== 本文 ==
下図が、F-15A計算モデルの上昇率[m/min]の分布です。左下の上昇率表から白~グレー、黒
の色の濃さで上昇率の値を示します。


最大上昇率の比較
作成エンベロープの最大上昇率は海面高度で16,940[m/min]=282.3[m/s]、
実機上昇率は、284.28[m/s](出典:wikipedia「F-15(戦闘機)」)です。

図1.F-15A算定モデルの上昇率[m/min]

H-M線図(Ps線図)との比較
F-15実機の上昇率のグラフは入手していませんが、一般的なジェット戦闘機(アフターバーナー付き)のH-M線図(Ps線図)は以下になります。

図2.一般的なジェット戦闘機のH-M線図(Ps線図)

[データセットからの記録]
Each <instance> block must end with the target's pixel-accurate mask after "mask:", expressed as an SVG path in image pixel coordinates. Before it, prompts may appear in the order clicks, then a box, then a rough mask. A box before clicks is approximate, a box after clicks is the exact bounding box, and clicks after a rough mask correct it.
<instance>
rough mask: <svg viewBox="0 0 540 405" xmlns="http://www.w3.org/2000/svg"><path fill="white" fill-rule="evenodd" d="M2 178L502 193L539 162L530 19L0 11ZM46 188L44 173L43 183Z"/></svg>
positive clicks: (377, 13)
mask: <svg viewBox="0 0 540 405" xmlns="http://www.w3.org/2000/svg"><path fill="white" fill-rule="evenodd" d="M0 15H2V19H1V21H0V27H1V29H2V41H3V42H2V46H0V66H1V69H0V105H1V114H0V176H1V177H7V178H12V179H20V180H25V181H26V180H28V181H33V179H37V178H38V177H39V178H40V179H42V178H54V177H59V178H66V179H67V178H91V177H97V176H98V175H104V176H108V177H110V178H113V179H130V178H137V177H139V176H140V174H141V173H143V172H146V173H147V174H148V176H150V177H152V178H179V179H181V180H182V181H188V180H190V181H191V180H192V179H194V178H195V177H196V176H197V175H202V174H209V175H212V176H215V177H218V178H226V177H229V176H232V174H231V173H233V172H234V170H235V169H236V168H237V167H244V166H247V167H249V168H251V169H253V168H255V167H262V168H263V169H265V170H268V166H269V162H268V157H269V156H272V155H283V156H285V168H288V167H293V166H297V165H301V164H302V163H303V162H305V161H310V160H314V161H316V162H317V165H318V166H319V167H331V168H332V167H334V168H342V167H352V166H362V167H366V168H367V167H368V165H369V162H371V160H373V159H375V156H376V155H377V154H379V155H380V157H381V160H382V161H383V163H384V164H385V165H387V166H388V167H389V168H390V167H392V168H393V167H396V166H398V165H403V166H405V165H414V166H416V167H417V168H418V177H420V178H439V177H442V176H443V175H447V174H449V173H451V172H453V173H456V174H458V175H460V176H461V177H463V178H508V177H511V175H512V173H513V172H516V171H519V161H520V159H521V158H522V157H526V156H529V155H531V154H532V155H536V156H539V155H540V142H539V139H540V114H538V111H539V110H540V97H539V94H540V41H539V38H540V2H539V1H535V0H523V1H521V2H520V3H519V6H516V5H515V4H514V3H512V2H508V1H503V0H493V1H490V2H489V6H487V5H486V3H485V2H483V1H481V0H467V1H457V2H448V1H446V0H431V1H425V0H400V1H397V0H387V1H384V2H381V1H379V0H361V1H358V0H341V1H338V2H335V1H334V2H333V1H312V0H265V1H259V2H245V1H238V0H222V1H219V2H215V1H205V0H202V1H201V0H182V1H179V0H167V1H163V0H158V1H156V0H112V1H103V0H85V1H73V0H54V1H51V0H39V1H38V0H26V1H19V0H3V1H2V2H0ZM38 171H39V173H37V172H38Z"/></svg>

== 課題 1 ==
F-15Aの上昇率についての本文を、「下図が、F-15A計算モデル」から「図2.一般的なジェット戦闘機のH-M線図(Ps線図)」までを含めて、そのまま書き写すこと。
== 課題 2 ==
F-15Aの上昇率についての本文を、最後の文の後から続けて書くこと。

== 解答 1 ==
下図が、F-15A計算モデルの上昇率[m/min]の分布です。左下の上昇率表から白~グレー、黒
の色の濃さで上昇率の値を示します。


最大上昇率の比較
作成エンベロープの最大上昇率は海面高度で16,940[m/min]=282.3[m/s]、
実機上昇率は、284.28[m/s](出典:wikipedia「F-15(戦闘機)」)です。

図1.F-15A算定モデルの上昇率[m/min]

H-M線図(Ps線図)との比較
F-15実機の上昇率のグラフは入手していませんが、一般的なジェット戦闘機(アフターバーナー付き)のH-M線図(Ps線図)は以下になります。

図2.一般的なジェット戦闘機のH-M線図(Ps線図)

== 解答 2 ==
出典:「エアワールド/実戦から学ぶ空中戦闘法⑥」(1998年6月号)

Ps(エネルギー比率)は、Ps=V(T-D)/W=速度(推力-抗力)/重量により求まり、これは上昇率になります。

最適機動領域の存在
Ps線図から、『第2の最適機動領域は超音速域にあることが判る。即ち、高度的には3,000~45,000フィートの帯域で、速度面では、1.4~1.8マッハの領域である。』(出典:前掲エアーワールド)
算定モデルの上昇率にも第2の最適機動領域が存在します。